|
From: Fred O. <fko...@gm...> - 2010-08-02 22:39:26
|
Bryan, > You are positing a new service which handles the binding of the available physical services to the required logical services. How do you plan to make that logical to physical binding service highly available? It seems to me that this centralizes an aspect of the distributed decision making which is currently performed by the ServicesManagerServer. If you make this binding service highly available, will you have recreated a distributed decision making service? It would of course be a simpler service since it does not handle service start decisions, but only service bind decisions. The new (simple, stateless) service I proposed in passing is useful only when new unbound (physical) data services are added to the HA cluster. Once new physical data services are bound into logical data services, this new service has no further useful function and can be shutdown. It does not need to be highly available. > Clients in this context refers to (a) ClientServices participating in a bulk load; (b) nodes providing SPARQL end points; and (c) the DataServices themselves, which use the same discovery mechanisms to locate other DataServices when moving shards or executing pipeline joins. The hosts which originate SPARQL requests are HTTP clients, but they are not bigdata federation clients and do not have any visibility into zookeeper, jini, or the bigdata services. > Given that "clients" are themselves bigdata services and that Zookeeper scales nicely to 1000s of nodes, why have clients go directly to the services rather than watching the quorum state in zookeeper? Removing one of two (mostly) redundant discovery mechanisms reduces code complexity. The River service discovery manager, already in use, scales even better to 1000s of nodes because persistence isn't needed and the redundant copies don't need to cooperate. After discovery, why not go directly to the service to ask for state if necessary? It is the same cost as going to zookeeper, right? The benefit is that going direct to the service involves an easily documented testable, maintainable interface, and any state being persisted is persisted by the service. Other than general service startup and HA group startup, what information is passed through zookeeper? Fred |
● ● ● ● ● ● ●
◆ Your instructions ◆
Answer these about the mailing-list message above:
(a) According to Fred, when is the proposed new service useful?
(b) What three kinds of clients does the quoted passage list?
(c) What two reasons does Fred give for the River service discovery manager scaling even better to 1000s of nodes?

◆ Source data ◆
● ● ● ● ● ● ●
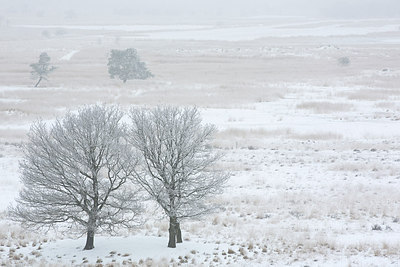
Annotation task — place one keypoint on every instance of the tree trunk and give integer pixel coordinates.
● ● ● ● ● ● ●
◆ Expected answer ◆
(a) It is useful only when new unbound (physical) data services are added to the HA cluster.
(b) ClientServices participating in a bulk load, nodes providing SPARQL end points, and the DataServices themselves.
(c) Persistence isn't needed, and the redundant copies don't need to cooperate.